Input for this task:
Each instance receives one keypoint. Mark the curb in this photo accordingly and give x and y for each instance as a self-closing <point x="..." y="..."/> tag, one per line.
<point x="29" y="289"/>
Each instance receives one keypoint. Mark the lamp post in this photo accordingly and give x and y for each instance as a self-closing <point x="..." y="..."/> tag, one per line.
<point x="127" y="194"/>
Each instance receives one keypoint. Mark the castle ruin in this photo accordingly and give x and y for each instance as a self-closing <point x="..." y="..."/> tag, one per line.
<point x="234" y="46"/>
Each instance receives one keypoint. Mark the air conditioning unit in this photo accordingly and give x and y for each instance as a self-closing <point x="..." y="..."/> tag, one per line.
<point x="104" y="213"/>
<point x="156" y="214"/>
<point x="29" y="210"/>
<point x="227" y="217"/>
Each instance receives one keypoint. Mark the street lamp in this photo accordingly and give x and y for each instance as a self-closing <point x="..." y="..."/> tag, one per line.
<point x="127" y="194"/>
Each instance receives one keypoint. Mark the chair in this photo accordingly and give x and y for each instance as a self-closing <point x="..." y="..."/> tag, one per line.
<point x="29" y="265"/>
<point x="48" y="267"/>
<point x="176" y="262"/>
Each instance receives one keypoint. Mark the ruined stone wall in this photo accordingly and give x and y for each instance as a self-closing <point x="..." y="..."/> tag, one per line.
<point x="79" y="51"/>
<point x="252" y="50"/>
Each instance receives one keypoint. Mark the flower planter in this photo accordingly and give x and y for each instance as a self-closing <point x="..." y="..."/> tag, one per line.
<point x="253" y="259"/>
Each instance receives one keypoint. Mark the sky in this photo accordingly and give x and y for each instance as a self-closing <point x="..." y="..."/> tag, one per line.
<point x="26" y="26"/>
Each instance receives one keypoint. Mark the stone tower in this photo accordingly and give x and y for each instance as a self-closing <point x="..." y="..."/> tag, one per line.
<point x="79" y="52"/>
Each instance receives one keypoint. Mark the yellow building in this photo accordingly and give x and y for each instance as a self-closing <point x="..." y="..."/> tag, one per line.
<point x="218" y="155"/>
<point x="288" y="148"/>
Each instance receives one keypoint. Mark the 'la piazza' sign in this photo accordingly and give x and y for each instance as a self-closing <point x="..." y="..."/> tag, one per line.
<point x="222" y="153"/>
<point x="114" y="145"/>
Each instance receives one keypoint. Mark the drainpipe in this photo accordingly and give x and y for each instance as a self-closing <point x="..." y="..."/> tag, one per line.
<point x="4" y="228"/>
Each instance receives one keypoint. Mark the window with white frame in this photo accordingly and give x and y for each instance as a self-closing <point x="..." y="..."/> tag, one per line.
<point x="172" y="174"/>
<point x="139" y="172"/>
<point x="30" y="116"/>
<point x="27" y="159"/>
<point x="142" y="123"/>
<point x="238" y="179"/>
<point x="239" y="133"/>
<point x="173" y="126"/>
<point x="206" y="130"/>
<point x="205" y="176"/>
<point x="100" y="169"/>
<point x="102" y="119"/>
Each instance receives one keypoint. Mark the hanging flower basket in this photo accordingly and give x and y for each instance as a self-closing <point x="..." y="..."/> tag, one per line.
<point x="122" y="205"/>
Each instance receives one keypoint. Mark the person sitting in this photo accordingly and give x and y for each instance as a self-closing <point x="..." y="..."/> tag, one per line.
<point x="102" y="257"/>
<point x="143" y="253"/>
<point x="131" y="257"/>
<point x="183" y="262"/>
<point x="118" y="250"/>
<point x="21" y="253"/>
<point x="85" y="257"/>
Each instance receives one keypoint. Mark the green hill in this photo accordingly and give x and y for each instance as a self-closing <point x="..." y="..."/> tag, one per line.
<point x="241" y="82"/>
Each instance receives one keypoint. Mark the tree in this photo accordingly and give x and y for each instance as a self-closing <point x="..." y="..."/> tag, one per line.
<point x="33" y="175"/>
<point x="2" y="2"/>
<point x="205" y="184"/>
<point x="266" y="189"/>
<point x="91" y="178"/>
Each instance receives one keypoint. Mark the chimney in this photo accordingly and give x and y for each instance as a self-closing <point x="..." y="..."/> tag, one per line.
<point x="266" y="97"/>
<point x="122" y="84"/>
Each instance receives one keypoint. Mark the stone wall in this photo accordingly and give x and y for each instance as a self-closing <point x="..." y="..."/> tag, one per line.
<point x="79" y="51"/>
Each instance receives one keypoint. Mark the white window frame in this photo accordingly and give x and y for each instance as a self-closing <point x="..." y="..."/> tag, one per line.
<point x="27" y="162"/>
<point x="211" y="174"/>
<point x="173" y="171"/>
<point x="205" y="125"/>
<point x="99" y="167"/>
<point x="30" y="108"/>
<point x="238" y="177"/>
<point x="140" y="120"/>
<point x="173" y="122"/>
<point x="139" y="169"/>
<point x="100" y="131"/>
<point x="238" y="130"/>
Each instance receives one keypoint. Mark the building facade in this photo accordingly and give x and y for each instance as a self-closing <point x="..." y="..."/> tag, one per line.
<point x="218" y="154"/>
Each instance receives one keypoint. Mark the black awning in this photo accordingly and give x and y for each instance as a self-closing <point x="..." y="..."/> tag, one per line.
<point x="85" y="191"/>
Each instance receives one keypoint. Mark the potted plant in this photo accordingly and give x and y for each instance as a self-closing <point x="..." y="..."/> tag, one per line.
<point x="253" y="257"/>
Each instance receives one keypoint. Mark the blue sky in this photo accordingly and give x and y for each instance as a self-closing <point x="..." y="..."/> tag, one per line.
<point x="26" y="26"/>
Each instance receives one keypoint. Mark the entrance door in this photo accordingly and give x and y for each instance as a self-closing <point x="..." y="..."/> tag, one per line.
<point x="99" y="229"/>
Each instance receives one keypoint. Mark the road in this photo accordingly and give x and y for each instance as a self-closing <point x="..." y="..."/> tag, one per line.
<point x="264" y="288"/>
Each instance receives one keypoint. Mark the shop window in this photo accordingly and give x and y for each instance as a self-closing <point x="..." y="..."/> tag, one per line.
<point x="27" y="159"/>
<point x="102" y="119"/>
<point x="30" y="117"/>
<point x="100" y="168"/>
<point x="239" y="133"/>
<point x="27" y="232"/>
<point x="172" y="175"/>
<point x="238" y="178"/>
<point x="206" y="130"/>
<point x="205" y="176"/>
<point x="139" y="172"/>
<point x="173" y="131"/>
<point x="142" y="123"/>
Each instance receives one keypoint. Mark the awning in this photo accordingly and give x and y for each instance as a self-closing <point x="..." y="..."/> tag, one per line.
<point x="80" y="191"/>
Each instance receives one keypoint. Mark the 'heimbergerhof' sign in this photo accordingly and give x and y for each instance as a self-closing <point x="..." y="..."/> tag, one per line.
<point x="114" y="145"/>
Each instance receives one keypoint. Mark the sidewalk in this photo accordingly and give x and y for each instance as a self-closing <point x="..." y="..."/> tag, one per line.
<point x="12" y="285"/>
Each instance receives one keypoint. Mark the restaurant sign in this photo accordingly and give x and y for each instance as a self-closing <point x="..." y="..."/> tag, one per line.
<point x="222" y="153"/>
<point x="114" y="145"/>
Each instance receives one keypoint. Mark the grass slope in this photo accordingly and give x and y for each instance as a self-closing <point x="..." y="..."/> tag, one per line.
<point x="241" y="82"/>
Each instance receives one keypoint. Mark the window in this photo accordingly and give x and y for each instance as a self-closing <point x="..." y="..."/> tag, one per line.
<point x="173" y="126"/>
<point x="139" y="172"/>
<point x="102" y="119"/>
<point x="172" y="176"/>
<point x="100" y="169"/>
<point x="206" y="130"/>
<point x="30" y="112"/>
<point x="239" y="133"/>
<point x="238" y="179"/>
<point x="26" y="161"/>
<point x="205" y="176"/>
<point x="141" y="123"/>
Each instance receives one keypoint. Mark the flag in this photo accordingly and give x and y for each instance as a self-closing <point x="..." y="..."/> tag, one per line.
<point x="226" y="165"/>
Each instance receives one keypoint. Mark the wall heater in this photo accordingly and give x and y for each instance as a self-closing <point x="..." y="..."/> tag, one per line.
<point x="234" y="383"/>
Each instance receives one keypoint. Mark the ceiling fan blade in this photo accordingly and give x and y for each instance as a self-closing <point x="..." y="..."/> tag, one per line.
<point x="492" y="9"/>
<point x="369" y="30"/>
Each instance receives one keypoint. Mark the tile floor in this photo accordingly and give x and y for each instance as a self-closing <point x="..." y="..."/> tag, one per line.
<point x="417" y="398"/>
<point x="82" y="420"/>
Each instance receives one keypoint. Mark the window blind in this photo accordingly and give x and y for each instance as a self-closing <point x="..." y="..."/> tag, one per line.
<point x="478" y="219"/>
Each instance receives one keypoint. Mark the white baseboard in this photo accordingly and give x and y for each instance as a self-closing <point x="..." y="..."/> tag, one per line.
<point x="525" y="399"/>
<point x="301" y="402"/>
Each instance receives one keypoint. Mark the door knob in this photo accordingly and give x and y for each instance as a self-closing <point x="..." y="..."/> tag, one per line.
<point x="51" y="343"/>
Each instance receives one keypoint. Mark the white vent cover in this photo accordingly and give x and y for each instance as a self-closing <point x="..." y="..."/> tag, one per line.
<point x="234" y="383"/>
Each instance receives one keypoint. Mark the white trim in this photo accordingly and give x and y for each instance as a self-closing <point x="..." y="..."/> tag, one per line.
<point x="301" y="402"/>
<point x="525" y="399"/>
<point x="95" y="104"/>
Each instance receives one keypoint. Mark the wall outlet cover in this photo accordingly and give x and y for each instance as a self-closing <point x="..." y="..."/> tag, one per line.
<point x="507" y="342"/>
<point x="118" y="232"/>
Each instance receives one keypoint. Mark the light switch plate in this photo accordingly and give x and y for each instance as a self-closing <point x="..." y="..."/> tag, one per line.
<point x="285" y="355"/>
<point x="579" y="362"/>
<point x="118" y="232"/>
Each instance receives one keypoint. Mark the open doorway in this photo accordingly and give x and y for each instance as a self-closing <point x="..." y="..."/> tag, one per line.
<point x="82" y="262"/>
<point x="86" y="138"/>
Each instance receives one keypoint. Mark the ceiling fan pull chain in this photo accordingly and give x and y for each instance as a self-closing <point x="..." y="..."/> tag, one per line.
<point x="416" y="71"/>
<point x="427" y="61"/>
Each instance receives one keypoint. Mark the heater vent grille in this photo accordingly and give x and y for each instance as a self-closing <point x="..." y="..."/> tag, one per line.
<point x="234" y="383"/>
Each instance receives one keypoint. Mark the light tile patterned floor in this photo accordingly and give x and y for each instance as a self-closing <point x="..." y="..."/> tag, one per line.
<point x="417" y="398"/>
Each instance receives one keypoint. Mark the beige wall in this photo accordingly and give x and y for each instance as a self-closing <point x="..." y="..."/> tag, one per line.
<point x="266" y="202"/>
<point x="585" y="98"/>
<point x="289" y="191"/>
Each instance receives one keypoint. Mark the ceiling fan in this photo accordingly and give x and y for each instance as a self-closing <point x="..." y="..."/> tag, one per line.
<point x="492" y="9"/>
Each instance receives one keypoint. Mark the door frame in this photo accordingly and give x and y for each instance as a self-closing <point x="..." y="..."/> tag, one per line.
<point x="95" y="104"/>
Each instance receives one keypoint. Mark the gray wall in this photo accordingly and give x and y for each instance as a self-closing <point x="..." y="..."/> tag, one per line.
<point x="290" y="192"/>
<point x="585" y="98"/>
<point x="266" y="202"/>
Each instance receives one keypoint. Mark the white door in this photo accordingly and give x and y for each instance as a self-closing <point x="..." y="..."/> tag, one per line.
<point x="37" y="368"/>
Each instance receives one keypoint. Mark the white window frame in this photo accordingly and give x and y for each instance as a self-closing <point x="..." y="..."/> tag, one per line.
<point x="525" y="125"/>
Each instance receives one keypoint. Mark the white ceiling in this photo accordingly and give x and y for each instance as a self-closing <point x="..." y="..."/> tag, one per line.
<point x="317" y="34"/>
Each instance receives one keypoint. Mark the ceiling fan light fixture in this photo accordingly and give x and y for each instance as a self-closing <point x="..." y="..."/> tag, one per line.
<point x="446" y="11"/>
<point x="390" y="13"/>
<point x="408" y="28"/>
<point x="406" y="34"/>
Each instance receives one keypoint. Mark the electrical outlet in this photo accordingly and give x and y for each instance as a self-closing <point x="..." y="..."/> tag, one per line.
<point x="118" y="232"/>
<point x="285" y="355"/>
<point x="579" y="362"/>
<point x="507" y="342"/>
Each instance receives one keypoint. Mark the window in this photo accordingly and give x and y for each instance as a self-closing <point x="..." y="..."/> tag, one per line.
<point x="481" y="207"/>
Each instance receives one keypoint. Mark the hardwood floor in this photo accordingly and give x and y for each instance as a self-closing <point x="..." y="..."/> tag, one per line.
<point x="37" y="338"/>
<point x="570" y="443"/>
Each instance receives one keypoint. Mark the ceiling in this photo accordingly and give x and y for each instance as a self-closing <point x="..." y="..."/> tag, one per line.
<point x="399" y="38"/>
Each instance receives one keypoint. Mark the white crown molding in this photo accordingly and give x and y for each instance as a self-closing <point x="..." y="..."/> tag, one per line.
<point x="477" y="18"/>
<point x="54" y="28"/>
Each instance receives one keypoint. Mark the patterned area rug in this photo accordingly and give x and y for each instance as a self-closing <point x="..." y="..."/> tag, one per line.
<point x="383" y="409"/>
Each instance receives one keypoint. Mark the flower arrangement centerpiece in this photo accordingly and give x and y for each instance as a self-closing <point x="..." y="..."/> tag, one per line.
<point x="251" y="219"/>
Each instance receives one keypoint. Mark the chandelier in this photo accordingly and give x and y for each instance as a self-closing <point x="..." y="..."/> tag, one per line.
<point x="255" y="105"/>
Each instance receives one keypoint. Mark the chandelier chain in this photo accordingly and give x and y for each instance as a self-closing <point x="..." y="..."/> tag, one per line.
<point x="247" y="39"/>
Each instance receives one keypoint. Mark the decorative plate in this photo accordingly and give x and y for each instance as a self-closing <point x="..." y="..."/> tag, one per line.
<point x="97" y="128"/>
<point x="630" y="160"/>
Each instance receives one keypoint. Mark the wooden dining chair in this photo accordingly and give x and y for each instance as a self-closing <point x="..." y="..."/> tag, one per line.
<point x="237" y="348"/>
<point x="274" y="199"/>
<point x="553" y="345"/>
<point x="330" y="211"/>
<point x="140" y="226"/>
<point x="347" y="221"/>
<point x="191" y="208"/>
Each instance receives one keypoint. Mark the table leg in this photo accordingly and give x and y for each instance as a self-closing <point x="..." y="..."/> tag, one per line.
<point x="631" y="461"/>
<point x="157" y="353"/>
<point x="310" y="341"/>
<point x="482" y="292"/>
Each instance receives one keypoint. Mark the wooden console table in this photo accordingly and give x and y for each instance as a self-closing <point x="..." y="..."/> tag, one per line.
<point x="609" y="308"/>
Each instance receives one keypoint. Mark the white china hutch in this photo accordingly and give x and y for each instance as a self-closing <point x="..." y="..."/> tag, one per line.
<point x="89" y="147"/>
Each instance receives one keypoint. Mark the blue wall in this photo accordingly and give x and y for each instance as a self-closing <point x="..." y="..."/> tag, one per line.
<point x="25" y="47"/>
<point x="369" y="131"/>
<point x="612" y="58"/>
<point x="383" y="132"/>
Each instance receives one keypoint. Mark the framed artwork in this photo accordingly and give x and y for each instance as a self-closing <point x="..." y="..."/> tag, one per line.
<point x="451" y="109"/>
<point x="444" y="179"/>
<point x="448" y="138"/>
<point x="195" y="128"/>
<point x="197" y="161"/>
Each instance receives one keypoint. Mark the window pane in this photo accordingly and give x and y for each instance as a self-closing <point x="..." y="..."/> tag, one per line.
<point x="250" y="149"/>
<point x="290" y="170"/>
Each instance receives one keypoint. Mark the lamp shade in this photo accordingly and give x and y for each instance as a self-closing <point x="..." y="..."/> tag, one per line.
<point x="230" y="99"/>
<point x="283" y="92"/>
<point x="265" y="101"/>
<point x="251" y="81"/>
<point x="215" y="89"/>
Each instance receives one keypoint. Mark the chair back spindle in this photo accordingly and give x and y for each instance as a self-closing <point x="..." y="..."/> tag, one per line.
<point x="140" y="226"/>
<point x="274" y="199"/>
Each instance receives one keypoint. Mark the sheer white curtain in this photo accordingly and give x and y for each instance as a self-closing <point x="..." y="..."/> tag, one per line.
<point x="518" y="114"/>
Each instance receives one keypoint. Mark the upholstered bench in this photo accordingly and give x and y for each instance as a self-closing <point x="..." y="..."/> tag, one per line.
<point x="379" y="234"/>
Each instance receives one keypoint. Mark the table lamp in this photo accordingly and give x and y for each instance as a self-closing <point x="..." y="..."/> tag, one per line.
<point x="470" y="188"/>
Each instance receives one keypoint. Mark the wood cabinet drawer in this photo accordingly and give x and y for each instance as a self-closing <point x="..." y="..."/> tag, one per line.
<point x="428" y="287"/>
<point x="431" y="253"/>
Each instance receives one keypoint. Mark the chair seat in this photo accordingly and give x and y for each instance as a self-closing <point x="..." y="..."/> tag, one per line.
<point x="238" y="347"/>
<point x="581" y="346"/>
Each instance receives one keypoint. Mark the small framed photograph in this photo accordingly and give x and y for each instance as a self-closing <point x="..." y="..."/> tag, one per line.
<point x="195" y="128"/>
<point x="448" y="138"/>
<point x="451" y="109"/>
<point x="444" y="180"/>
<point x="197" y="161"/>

Work instructions: Everything from the line containing "Each instance receives one keypoint. Mark the upholstered" through the last line of the records must be given again exactly; leave out all other lines.

Worked answer:
Each instance receives one keypoint. Mark the upholstered bench in this photo accordingly and give x and y for each instance as a self-closing <point x="..." y="..."/> tag, one per line.
<point x="379" y="234"/>
Each instance receives one keypoint. Mark the table lamp in this photo accordingly and give x and y for each instance as a self-closing <point x="..." y="..."/> tag, one per line.
<point x="470" y="188"/>
Each instance receives one keypoint. Mark the wood cabinet drawer in this photo accordingly and give x and y for each instance as a self-closing <point x="..." y="..."/> tag, one per line.
<point x="428" y="287"/>
<point x="431" y="253"/>
Each instance receives one keypoint. Mark the chair seat in this photo accordingly and give x and y for each instance as a self-closing <point x="..." y="..."/> tag, one per line.
<point x="238" y="347"/>
<point x="581" y="346"/>
Each instance receives one keypoint. Mark the small framed photograph in this photo accordingly and give x and y for each instance as a self-closing <point x="..." y="..."/> tag, one per line.
<point x="195" y="128"/>
<point x="448" y="138"/>
<point x="451" y="109"/>
<point x="444" y="180"/>
<point x="197" y="161"/>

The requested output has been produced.